A fazer>
A: Responde a estas perguntas com base no excerto:
(i) Quantos anos faria neste 21 de março que não chegou?
(ii) Durante quantas semanas foram um?
(iii) Que frases são repetidas em jeito de mantra?
B: Devolve, sem mudar nada, o trecho do excerto que começa em "Na dúzia de" e termina em "espartilhadas na garganta.".

··· Excerto da página ···

Quando a Primavera Não Chega
Farias 6 anos, neste 21 de março que não chegou. Mas apenas o fantasio - tanto poderia ter sido, como poderia não ter sido. Poderias ter chegado a correr, algures por janeiro ou fevereiro, ou teres-te esticado, preguiçosamente, até aos primeiros dias de abril. É que nestas coisas das previsões nunca se incluem os imprevistos. Apenas sei, de fonte segura e medicamente atestada, que nunca me chegaste ao colo.
Na dúzia de semanas em que fomos um e em que ainda não sabia que já não crescias em mim, deliciava-me com a ideia de que março passaria a ser mais do que uma metáfora para a vida e que, com os primeiros dias da primavera, te traria para casa. A ti e ao cheirinho doce das flores nos teus finos cabelos; a ti e ao conforto do remoinho quentinho da tua nuca no meu nariz. Mas não. Não nasceste em março, como também não chegaste com os dias de verão, um par de anos depois. Numa e noutra vez, de olhos postos num monitor, percebi que o único coração que ouvia a galopar era mesmo o meu... enquanto uma onda de calor me invadia o estômago, estrangulava o coração e se via estancada num dique de palavras e emoções espartilhadas na garganta.
«Está tudo bem. Vai ficar tudo bem. Podia ser pior» - disse-me em silêncio e voltei-o a dizer, em jeito de mantra, para me convencer. E fui desfiando o novelo, nos dias que se seguiram, tranquilizando os que foram sabendo da tua (in)existência: «Está tudo bem. Vai ficar tudo bem. Podia ser pior». E voltei às rotinas e à velocidade dos dias que me ocupa as horas e o pensamento, até porque, no fundo, bem sei que «podia ser pior».

··· Dados fornecidos ···

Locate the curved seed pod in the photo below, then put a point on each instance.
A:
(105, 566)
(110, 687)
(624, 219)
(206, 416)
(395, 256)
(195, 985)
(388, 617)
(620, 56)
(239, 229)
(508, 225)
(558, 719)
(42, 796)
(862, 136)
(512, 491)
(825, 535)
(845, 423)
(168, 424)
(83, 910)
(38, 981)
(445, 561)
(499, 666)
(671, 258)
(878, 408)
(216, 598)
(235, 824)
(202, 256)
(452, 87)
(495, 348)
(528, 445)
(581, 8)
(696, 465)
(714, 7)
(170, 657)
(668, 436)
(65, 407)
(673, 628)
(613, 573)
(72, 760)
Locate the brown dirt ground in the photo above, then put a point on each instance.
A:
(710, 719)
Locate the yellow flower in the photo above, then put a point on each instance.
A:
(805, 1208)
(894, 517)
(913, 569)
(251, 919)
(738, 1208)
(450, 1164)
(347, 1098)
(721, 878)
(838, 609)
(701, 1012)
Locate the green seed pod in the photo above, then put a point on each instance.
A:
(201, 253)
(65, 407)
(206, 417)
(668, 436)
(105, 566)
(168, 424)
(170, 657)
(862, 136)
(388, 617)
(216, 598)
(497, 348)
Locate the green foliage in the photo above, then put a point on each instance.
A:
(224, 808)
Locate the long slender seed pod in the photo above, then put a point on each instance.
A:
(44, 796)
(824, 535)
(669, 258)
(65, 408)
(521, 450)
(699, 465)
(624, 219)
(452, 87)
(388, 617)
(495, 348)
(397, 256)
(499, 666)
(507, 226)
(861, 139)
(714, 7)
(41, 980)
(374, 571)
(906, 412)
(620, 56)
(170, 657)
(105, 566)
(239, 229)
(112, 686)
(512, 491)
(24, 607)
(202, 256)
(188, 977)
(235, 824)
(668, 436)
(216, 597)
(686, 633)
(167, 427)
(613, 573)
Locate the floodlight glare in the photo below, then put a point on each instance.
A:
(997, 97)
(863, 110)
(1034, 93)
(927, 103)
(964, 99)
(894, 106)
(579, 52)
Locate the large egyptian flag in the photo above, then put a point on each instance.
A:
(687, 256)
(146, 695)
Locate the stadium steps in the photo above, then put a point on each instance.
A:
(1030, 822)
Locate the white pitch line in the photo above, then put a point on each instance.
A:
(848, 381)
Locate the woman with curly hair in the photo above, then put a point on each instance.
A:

···

Respostas>
A:
(i) 6 anos.
(ii) Uma dúzia de semanas.
(iii) «Está tudo bem. Vai ficar tudo bem. Podia ser pior».

B:
Na dúzia de semanas em que fomos um e em que ainda não sabia que já não crescias em mim, deliciava-me com a ideia de que março passaria a ser mais do que uma metáfora para a vida e que, com os primeiros dias da primavera, te traria para casa. A ti e ao cheirinho doce das flores nos teus finos cabelos; a ti e ao conforto do remoinho quentinho da tua nuca no meu nariz. Mas não. Não nasceste em março, como também não chegaste com os dias de verão, um par de anos depois. Numa e noutra vez, de olhos postos num monitor, percebi que o único coração que ouvia a galopar era mesmo o meu... enquanto uma onda de calor me invadia o estômago, estrangulava o coração e se via estancada num dique de palavras e emoções espartilhadas na garganta.